--- WHAT THE TASK ASKS ---
Using the material that follows, output exactly the lines from the one containing "Target: curb" through the one containing "[ ] identify the man's wrist, one", with both ends kept.

==*==

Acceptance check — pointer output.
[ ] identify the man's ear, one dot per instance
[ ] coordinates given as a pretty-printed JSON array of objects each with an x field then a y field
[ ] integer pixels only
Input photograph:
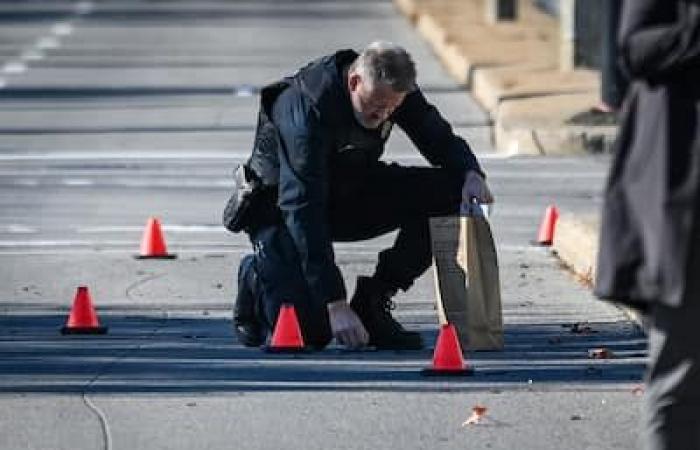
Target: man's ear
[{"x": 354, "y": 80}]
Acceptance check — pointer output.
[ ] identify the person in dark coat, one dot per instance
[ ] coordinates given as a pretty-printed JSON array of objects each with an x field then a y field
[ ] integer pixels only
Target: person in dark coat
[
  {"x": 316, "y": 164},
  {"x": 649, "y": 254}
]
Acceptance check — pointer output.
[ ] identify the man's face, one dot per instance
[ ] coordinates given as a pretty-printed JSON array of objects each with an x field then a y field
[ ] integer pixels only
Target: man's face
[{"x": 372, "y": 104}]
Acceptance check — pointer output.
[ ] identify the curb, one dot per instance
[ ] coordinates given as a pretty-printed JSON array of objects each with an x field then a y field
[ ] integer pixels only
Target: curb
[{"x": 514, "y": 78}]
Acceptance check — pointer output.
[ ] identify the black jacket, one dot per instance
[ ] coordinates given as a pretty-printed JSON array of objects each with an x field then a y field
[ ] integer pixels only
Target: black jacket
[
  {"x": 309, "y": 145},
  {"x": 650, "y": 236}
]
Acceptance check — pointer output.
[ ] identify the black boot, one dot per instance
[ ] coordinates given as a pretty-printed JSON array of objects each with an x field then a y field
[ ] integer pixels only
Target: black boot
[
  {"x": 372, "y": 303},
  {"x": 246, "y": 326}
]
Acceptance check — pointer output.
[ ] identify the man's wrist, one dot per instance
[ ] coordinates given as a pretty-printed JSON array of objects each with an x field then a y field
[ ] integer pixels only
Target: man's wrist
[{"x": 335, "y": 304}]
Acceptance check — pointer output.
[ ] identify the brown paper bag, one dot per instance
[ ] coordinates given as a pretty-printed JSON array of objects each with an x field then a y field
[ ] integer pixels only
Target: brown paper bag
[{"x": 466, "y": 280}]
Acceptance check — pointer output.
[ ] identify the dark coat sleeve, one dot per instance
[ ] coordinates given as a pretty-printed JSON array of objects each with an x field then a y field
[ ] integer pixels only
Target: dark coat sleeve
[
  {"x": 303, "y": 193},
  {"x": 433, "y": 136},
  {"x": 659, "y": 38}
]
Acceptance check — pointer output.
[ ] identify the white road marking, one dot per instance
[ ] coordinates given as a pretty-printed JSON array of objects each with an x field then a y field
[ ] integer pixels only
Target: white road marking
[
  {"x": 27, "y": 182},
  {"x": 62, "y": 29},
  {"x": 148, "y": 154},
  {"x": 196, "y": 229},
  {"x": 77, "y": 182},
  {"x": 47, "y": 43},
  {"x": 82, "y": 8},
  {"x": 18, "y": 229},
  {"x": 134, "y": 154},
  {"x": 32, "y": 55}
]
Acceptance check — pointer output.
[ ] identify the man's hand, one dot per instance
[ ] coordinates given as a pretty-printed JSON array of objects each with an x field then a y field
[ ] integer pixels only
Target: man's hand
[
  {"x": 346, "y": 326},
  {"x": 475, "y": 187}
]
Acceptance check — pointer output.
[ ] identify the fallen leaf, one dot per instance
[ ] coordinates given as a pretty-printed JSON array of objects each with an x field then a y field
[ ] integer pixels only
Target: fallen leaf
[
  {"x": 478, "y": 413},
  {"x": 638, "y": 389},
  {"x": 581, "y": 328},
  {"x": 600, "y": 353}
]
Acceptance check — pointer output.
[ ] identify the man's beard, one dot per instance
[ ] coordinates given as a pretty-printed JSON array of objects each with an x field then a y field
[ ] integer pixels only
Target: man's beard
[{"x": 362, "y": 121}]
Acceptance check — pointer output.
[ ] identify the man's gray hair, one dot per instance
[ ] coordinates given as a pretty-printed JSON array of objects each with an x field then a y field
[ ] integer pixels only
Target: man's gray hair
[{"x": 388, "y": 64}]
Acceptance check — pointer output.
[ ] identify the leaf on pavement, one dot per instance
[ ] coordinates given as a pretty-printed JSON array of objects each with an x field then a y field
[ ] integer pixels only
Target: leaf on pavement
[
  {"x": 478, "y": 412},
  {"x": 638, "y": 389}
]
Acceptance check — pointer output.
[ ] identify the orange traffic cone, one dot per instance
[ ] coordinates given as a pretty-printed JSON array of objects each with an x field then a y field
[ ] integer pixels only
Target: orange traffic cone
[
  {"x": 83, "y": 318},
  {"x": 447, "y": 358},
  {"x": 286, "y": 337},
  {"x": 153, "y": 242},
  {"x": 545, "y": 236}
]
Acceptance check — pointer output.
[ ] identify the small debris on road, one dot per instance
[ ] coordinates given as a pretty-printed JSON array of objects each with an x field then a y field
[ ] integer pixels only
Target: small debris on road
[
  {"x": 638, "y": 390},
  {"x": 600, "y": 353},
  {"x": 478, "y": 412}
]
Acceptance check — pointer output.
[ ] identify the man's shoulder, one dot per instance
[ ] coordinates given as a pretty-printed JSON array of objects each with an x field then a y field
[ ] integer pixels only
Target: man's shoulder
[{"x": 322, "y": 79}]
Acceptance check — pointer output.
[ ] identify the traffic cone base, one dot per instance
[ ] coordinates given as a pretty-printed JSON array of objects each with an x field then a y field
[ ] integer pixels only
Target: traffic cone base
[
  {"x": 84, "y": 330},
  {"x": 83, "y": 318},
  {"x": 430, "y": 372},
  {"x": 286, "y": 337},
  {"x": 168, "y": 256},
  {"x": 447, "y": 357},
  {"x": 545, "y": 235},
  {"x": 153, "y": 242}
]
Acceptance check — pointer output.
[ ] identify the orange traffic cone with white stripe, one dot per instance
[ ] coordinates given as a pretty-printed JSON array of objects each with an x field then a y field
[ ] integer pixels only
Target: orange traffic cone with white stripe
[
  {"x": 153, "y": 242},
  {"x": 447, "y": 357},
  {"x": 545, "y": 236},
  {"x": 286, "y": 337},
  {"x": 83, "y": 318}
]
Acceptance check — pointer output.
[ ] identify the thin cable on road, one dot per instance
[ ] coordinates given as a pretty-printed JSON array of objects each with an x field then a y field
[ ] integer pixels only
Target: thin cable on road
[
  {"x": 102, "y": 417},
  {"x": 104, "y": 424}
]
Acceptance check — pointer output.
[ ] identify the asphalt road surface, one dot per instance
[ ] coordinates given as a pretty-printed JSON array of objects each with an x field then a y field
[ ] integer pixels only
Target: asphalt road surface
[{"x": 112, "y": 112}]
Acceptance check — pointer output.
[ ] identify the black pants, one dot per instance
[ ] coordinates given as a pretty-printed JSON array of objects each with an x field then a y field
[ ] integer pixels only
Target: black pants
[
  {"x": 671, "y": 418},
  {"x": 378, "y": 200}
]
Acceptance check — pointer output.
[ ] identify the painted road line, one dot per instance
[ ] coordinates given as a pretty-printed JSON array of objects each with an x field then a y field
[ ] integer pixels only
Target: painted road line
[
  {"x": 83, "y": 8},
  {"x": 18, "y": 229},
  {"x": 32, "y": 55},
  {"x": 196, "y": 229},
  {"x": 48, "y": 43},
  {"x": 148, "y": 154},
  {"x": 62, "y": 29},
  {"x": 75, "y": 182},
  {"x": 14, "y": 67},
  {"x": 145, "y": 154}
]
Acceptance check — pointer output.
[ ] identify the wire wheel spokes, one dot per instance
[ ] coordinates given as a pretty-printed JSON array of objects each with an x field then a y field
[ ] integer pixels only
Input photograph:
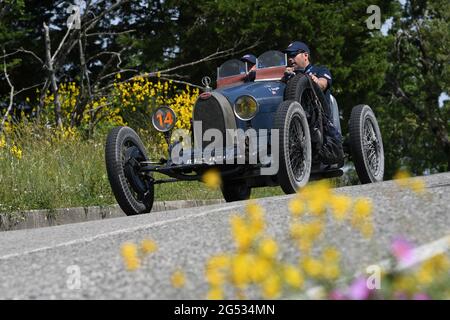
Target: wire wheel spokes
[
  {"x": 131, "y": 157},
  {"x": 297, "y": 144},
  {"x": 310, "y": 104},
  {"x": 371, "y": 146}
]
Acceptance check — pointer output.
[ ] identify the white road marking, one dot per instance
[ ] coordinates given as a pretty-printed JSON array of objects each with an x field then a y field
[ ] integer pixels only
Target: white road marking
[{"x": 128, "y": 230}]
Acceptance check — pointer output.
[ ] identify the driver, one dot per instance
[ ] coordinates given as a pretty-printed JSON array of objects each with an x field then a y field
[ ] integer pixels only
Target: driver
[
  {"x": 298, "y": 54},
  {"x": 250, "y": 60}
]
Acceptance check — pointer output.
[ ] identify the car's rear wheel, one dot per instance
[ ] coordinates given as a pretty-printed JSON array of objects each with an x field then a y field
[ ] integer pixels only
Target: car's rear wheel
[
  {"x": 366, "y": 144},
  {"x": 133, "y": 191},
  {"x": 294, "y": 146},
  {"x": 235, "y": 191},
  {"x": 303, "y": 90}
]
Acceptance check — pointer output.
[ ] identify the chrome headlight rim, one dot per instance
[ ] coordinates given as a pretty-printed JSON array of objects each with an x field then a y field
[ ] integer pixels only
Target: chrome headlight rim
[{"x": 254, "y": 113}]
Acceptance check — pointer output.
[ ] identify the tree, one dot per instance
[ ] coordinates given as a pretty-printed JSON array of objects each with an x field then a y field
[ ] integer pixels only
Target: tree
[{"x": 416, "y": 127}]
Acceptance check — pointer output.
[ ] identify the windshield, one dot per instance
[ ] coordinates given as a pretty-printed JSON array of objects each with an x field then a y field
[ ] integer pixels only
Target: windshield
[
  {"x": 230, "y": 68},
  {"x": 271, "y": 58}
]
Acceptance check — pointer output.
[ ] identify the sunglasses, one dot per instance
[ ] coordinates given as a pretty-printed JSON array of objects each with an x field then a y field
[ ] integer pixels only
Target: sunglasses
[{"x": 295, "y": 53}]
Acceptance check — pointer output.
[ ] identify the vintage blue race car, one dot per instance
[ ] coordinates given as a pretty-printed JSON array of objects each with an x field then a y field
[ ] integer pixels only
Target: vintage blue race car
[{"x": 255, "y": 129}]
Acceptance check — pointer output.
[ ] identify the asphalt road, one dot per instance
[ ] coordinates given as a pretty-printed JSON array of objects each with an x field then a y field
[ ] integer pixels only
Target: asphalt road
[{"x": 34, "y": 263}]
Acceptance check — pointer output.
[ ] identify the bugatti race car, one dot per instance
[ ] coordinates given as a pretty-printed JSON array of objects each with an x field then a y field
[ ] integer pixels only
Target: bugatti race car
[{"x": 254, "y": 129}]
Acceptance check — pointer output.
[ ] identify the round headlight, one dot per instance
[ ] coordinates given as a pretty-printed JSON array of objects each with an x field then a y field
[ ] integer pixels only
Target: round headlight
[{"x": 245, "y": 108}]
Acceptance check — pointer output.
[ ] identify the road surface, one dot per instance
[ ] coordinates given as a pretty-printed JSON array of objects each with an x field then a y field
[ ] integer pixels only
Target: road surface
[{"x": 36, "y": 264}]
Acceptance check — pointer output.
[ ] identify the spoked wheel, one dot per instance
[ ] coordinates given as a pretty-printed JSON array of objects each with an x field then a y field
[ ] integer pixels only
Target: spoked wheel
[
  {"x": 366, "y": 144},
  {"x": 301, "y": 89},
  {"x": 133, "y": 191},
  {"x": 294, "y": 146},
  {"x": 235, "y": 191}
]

==*==

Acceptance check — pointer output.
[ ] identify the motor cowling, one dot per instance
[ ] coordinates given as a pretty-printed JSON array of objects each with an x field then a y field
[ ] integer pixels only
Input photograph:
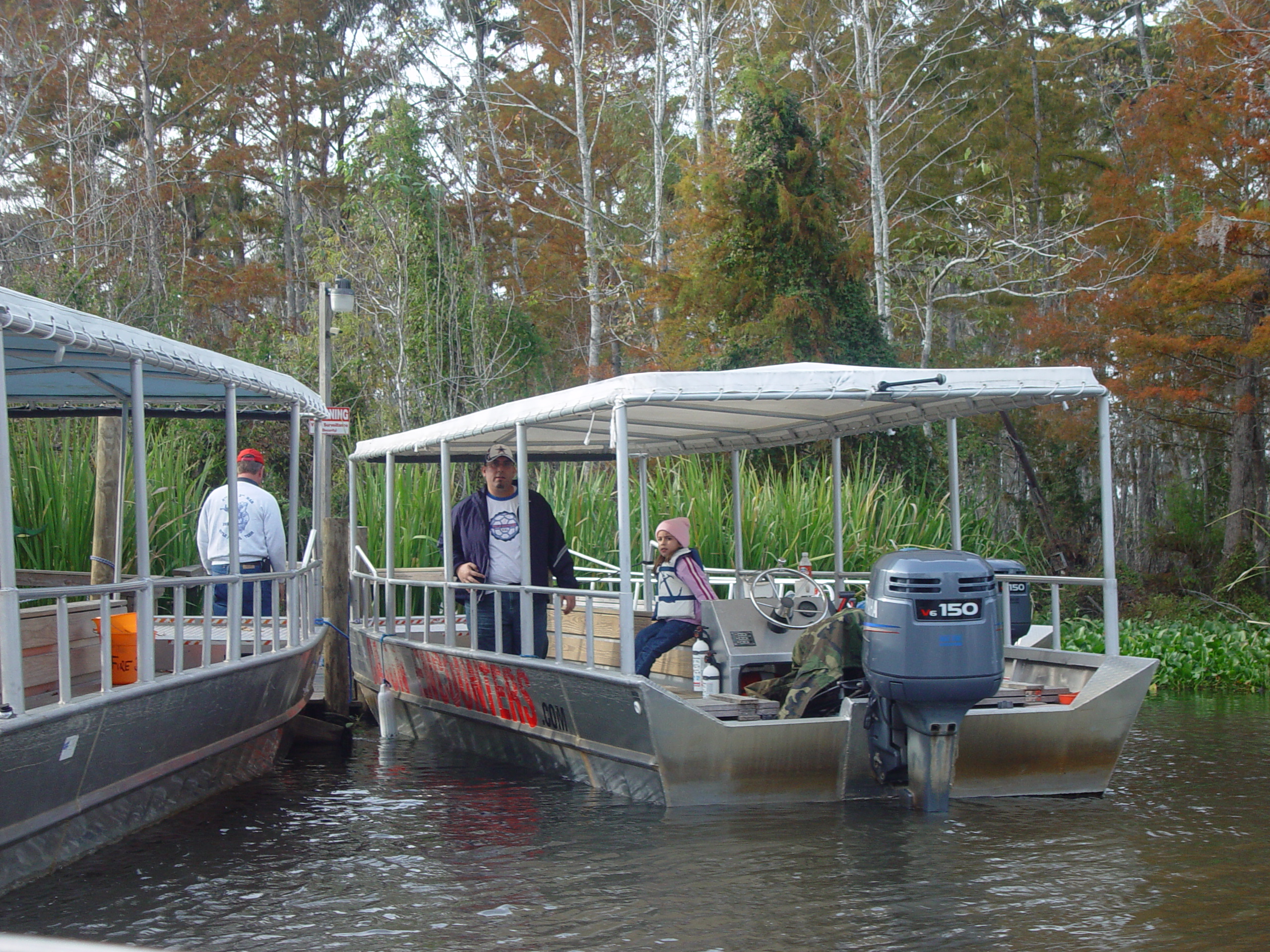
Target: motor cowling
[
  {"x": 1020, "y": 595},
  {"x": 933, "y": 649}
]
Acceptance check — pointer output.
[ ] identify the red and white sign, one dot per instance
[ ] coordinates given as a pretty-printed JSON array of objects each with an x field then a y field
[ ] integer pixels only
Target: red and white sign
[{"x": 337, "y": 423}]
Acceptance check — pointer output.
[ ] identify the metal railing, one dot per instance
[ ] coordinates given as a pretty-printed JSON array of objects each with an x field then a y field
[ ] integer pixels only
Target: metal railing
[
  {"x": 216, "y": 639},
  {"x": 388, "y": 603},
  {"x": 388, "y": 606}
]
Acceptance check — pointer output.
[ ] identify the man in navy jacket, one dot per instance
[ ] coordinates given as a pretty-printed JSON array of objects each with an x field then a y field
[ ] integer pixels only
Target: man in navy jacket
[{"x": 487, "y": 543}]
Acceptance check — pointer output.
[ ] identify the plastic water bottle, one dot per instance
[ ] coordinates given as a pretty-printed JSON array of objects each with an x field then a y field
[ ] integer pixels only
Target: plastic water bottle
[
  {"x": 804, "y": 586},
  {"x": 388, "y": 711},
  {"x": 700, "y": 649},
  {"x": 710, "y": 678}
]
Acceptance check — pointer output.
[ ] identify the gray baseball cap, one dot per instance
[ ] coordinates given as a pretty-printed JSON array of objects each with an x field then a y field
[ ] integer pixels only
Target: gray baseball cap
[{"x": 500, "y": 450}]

==*==

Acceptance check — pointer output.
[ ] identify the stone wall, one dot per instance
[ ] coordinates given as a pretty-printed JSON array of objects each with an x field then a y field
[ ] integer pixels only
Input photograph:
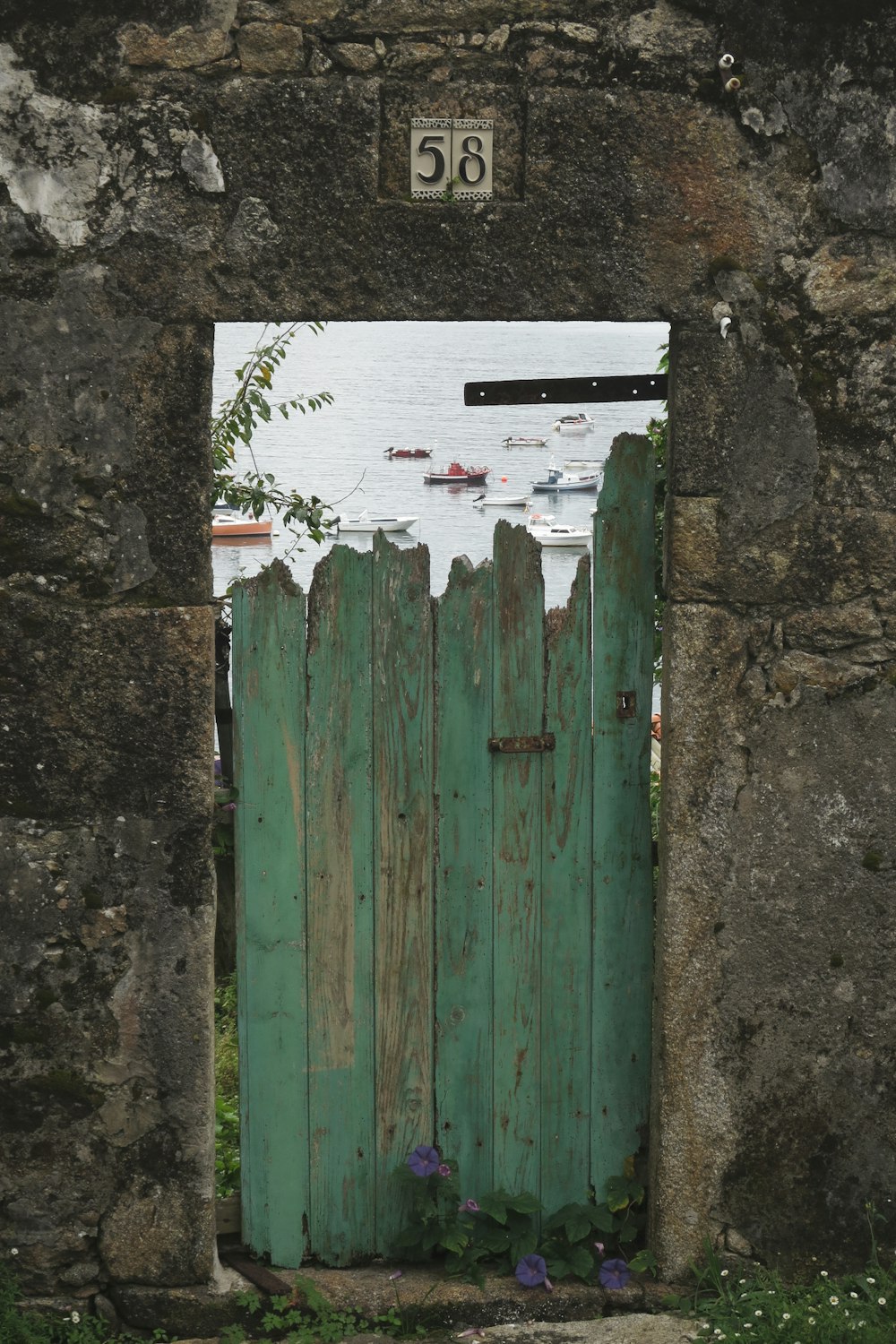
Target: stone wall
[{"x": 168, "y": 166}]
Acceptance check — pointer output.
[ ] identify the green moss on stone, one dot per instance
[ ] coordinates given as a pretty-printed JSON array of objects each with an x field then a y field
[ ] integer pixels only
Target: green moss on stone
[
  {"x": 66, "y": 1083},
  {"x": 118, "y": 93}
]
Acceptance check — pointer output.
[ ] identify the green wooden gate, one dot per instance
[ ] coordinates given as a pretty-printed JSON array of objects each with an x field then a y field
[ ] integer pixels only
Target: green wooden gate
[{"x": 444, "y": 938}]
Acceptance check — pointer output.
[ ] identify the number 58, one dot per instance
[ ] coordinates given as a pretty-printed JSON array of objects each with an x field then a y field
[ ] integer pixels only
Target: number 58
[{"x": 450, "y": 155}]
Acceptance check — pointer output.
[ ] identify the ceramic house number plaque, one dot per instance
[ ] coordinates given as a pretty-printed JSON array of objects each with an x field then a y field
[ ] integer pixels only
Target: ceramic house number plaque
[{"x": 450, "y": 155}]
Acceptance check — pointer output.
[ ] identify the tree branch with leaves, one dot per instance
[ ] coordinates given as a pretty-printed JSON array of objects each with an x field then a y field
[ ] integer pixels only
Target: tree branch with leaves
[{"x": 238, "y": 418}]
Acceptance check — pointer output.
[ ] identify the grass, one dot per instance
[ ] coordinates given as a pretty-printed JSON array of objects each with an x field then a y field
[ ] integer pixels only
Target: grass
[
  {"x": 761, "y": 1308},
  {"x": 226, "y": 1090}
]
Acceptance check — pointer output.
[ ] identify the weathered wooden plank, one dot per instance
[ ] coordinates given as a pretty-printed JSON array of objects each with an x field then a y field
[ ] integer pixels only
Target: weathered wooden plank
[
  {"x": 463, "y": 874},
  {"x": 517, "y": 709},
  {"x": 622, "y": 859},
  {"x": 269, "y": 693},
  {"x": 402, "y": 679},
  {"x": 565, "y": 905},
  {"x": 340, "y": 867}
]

==*==

--- TASK RESULT ---
Target: curb
[{"x": 514, "y": 78}]
Acceptance check — pointer output.
[ ] identify the black jacket, one dot per instance
[ ] coordinates given as a pretty-printed JSON array of objects each with an x field then a y field
[ ] integer pixels only
Target: black jacket
[
  {"x": 309, "y": 145},
  {"x": 650, "y": 236}
]
Acceptance check — pointer output.
[ ] identify the black boot, one dot per instance
[ ] coordinates given as a pretty-printed JSON array of objects each with an x field then a y field
[ ] integer pixels only
Target: black boot
[
  {"x": 372, "y": 303},
  {"x": 246, "y": 326}
]
Acceptance check — pointer output.
[ ] identify the man's wrist, one dot per instance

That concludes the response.